◆ Exercise prompt
Repeat exactly the lines that run from the one containing "Please annotate the rope" to the end of the data, and leave out all others.

◆ Record list

"""

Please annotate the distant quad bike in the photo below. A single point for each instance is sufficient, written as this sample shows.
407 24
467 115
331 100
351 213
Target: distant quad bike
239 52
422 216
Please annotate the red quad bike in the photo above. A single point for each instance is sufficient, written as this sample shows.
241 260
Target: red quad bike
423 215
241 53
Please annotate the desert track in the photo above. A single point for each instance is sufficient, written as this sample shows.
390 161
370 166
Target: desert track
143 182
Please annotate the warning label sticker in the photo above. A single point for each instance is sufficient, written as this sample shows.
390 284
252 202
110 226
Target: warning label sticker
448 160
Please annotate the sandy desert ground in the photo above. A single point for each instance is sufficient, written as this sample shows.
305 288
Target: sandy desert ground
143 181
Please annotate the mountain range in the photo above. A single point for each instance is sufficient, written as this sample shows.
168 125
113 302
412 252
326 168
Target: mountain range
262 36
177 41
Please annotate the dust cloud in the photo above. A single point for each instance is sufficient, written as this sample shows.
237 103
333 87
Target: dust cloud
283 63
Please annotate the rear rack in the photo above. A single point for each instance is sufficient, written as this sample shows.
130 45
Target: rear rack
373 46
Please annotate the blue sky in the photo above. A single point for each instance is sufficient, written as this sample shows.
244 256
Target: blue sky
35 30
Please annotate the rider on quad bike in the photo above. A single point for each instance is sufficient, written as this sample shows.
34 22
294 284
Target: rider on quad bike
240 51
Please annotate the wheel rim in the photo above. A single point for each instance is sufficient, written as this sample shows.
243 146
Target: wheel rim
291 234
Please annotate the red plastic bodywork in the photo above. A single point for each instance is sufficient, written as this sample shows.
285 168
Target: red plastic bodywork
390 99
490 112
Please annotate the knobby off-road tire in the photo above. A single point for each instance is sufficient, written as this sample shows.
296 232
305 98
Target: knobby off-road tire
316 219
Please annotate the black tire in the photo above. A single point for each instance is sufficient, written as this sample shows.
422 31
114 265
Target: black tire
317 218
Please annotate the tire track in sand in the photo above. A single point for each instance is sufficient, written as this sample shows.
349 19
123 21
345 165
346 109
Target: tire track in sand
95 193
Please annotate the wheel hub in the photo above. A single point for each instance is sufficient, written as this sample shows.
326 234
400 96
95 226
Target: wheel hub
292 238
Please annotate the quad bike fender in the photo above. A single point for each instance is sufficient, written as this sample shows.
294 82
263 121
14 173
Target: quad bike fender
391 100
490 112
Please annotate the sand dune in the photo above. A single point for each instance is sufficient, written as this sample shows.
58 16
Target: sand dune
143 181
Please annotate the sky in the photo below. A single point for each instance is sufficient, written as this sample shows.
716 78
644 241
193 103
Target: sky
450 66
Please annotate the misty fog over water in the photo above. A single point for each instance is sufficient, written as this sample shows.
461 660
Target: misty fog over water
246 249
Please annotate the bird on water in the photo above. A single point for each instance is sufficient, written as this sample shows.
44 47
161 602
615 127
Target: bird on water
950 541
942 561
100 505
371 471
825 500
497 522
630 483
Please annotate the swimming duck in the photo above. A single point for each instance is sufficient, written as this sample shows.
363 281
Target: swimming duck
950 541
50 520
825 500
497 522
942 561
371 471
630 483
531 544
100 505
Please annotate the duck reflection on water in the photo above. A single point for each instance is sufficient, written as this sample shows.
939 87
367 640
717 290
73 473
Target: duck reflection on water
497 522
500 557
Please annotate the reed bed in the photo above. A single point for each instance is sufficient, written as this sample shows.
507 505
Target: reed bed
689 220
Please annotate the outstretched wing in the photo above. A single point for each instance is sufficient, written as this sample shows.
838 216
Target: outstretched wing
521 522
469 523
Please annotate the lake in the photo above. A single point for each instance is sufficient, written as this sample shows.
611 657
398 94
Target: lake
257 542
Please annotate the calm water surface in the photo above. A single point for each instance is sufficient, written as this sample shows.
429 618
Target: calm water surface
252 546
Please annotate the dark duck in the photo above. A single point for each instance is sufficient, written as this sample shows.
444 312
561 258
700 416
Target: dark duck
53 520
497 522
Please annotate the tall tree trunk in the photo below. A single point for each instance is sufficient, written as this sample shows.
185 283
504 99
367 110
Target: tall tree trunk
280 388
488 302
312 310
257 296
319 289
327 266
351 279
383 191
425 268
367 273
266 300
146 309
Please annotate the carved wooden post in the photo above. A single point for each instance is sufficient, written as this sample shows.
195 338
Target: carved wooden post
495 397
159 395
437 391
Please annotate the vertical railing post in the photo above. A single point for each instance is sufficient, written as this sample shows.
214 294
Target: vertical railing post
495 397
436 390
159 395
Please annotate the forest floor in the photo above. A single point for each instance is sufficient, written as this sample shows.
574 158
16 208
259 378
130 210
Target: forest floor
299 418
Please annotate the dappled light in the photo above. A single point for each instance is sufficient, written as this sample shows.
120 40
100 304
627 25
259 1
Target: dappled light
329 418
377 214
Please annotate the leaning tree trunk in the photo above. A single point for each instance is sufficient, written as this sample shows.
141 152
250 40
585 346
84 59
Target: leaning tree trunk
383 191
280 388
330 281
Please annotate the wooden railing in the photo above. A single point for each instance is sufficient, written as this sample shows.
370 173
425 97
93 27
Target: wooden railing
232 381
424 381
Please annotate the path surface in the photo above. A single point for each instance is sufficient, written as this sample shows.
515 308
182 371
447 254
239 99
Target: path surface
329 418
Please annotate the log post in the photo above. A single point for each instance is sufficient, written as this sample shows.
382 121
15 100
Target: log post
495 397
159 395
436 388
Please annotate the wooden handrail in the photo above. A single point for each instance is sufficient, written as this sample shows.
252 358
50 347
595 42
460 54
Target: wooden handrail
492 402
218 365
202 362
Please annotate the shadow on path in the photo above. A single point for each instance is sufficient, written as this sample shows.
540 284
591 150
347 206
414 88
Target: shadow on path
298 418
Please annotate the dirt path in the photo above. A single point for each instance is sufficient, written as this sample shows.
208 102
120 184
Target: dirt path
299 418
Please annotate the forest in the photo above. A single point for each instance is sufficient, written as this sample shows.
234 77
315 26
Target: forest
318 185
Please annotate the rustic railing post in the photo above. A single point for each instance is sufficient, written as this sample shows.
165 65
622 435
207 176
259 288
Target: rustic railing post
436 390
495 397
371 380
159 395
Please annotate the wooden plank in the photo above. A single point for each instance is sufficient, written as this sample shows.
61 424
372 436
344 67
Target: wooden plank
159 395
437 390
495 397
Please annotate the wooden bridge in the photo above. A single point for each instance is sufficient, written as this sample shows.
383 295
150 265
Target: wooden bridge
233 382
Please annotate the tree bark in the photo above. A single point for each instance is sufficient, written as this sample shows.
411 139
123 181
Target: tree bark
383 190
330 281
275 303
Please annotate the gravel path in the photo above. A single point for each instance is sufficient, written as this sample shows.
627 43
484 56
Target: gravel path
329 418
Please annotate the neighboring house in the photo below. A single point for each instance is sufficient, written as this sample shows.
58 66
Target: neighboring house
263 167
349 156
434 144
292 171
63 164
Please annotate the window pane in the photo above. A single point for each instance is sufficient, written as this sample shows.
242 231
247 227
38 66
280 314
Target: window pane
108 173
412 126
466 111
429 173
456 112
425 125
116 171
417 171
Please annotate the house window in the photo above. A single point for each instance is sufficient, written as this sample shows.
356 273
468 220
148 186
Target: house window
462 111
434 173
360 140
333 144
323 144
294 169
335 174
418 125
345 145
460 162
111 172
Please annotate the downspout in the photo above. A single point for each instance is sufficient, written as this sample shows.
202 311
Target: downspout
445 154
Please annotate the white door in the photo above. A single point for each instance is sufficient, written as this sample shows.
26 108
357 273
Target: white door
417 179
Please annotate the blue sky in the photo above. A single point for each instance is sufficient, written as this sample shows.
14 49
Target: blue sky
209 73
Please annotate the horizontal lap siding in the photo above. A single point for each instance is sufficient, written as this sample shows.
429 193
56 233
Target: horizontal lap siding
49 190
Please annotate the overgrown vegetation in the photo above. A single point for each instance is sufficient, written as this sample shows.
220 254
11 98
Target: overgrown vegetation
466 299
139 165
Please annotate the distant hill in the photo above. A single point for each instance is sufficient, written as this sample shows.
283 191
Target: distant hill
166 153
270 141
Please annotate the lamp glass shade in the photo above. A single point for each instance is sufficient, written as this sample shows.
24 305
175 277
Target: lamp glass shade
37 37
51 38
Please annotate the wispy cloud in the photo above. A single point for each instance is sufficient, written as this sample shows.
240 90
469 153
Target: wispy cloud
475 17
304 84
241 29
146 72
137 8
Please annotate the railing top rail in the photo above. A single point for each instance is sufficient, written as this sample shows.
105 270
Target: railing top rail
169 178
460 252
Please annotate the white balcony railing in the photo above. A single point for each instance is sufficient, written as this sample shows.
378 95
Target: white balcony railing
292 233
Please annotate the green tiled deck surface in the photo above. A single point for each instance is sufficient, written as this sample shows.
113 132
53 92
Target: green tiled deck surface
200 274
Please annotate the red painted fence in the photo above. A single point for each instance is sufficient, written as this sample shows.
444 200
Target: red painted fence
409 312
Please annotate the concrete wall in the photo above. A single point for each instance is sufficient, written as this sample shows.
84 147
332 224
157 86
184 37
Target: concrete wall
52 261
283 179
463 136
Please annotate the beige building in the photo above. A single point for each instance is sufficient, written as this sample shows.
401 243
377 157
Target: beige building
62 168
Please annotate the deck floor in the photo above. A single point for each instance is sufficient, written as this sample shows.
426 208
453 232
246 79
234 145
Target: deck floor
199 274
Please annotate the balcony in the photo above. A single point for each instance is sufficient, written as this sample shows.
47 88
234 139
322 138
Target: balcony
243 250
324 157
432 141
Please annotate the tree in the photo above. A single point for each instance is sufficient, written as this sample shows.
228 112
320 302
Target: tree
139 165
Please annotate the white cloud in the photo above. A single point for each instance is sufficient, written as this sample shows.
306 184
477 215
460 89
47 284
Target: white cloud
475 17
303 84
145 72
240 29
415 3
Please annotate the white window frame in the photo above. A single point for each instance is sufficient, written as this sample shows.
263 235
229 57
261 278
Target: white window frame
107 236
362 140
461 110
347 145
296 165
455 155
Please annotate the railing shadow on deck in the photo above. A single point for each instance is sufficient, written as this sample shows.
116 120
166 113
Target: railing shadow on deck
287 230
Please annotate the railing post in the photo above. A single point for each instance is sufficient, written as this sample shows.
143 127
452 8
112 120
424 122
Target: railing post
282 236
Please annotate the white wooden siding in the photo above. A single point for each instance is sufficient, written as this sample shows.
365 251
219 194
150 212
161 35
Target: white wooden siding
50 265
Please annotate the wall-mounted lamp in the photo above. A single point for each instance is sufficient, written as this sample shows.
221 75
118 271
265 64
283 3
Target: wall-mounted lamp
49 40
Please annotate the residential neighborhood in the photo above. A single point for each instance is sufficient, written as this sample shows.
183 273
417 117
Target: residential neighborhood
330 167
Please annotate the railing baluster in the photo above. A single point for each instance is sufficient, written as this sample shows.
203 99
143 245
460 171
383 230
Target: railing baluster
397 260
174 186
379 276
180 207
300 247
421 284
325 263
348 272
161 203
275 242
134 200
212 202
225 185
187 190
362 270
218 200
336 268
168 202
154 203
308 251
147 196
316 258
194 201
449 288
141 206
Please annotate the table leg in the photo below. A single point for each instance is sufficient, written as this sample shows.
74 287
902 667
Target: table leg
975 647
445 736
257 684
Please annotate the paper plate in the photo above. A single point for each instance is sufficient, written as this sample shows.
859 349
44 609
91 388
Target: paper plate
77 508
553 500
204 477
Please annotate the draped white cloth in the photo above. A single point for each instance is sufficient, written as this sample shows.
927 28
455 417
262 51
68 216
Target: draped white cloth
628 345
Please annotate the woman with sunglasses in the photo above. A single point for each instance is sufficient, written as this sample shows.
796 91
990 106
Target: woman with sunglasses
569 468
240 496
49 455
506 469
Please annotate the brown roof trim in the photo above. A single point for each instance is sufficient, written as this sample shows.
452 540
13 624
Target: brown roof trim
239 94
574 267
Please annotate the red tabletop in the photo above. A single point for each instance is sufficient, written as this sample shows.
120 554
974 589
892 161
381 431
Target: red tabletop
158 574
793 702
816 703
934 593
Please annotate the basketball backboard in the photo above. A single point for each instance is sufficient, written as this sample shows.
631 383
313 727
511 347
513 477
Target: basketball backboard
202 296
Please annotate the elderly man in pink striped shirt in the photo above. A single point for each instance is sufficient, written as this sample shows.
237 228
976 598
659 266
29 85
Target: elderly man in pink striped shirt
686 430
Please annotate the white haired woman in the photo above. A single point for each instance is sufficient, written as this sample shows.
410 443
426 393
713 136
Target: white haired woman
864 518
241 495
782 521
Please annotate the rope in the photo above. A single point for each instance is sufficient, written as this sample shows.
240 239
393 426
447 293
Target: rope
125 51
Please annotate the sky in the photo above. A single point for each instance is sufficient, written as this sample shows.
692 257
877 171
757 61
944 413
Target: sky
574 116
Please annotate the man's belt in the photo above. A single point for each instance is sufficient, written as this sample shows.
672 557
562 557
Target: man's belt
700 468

"""

◆ Full solution
Please annotate the rope in the photo above. A single point for each instance is sufficient, written as this sample shows.
240 239
393 426
447 293
Target: rope
125 51
Please annotate the sky in the photo above. A single point for each instance is sufficient, written as this sample shows.
692 257
877 171
757 61
944 413
Target: sky
574 116
Please annotate the man's belt in the photo above. A single point for each instance is sufficient, written as this sample shows.
672 557
562 557
Target: man's belt
700 468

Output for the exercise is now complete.